> [Assigned task]:
The data below is to be output in full, unchanged.

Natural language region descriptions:
[Start of section]

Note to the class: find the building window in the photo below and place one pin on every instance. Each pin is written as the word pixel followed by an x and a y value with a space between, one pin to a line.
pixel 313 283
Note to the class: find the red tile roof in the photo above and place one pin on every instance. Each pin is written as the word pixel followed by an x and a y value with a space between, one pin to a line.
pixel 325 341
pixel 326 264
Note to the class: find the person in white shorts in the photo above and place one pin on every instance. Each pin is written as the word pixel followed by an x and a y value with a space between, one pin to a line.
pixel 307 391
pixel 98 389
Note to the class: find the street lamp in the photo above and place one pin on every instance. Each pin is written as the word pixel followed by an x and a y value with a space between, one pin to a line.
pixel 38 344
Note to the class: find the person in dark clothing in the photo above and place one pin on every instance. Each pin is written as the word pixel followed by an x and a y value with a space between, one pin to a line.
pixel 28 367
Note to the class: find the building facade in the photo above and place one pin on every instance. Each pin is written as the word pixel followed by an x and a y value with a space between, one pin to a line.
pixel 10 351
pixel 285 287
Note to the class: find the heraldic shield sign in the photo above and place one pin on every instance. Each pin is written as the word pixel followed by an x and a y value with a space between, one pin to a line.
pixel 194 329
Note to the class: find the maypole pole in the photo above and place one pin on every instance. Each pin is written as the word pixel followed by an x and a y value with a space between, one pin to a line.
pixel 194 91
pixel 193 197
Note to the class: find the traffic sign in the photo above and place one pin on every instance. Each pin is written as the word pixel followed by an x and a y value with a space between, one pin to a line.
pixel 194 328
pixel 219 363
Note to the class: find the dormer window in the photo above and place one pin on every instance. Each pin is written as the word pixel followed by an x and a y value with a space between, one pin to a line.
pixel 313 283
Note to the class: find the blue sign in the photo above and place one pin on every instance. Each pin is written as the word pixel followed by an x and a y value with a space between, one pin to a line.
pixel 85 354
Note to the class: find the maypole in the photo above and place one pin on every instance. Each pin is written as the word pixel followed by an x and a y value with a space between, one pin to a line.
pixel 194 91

[End of section]

> [Task output]:
Note to the class: find the building window in the photo below and place one pin on every instance. Each pin is written as the word pixel followed by an x and a y value with a space between, one pin to a line.
pixel 313 283
Note to the class: find the red tile roof in the photo above and place one pin on every instance. Each pin is written as the word pixel followed by an x and a y value with a space between, one pin to a line.
pixel 325 341
pixel 326 264
Note to the class: find the person in white shorts in the photo above and place one pin on every instance. Each pin is written as the word pixel followed by an x and a y value with a space between, one pin to a line.
pixel 307 391
pixel 98 389
Note to the class: find the street lamp in the photo above and place one pin on every instance. Each pin is written as the word pixel followed by an x and a y value with a space between, one pin to a line.
pixel 38 344
Note to the class: find the person in dark clothing in the photo above and place one pin on every instance. Each pin is written as the word pixel followed by an x and a y value with a space between, one pin to a line.
pixel 28 367
Note to the class: find the building facade in the photo above and place one pin on every instance. Each pin is written as the word pixel followed by an x and a y value with a space between, one pin to a line.
pixel 10 351
pixel 285 287
Note to the class: find the heraldic shield sign in the photo above and place one pin on every instance. Each pin is written as the word pixel followed by an x and a y value with a space between, one pin to a line.
pixel 194 329
Note to the class: find the maypole pole in the photo above and place one pin on every instance. Each pin is written as the word pixel followed by an x and a y value with a space between, one pin to a line.
pixel 194 91
pixel 193 197
Note to the class: find the traffic sign in the photo above and place one pin on every instance. Each pin is written as the word pixel followed by an x and a y value with a space between, one pin to a line.
pixel 194 328
pixel 219 363
Note to the class: find the dormer window in the photo above and place one pin on every instance. Each pin is written as the word pixel followed by an x and a y value with a space between, one pin to a line.
pixel 313 283
Note to the class: find the blue sign in the photo above and place one pin on every instance. Each pin is written as the word pixel followed by an x and a y value with a space between, one pin to a line.
pixel 85 354
Note to the class: find the maypole in the photo above and place one pin on every instance. Each pin is written as the word pixel followed by an x and a y value with a space between, one pin to a line.
pixel 194 91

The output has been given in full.